THE PROBLEM: Your answer must contain each line of the listing in which "point" appears, copied in full.

*** Opening GIVEN INFORMATION ***

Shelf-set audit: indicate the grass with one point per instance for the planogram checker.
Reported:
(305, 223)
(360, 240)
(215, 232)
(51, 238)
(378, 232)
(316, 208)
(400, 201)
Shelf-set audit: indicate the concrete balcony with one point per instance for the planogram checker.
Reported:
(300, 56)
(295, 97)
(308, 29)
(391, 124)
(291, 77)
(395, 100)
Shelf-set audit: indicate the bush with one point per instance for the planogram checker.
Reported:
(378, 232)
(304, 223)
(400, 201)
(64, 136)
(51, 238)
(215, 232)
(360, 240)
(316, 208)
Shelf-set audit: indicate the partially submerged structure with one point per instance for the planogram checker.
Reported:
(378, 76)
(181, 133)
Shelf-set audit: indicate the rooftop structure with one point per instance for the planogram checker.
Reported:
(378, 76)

*** Closing GIVEN INFORMATION ***

SOLUTION FOR THIS TASK:
Shelf-set audit: indicate the grass with one point per instance for the planogram checker.
Shelf-set audit: indicate the concrete balcony with one point per instance for the planogram checker.
Shelf-set audit: indicate the bush with one point per instance for the planogram checker.
Shelf-set audit: indicate the partially submerged structure with one point per instance for the planogram checker.
Shelf-set audit: indicate the rooftop structure with one point per instance for the planogram checker.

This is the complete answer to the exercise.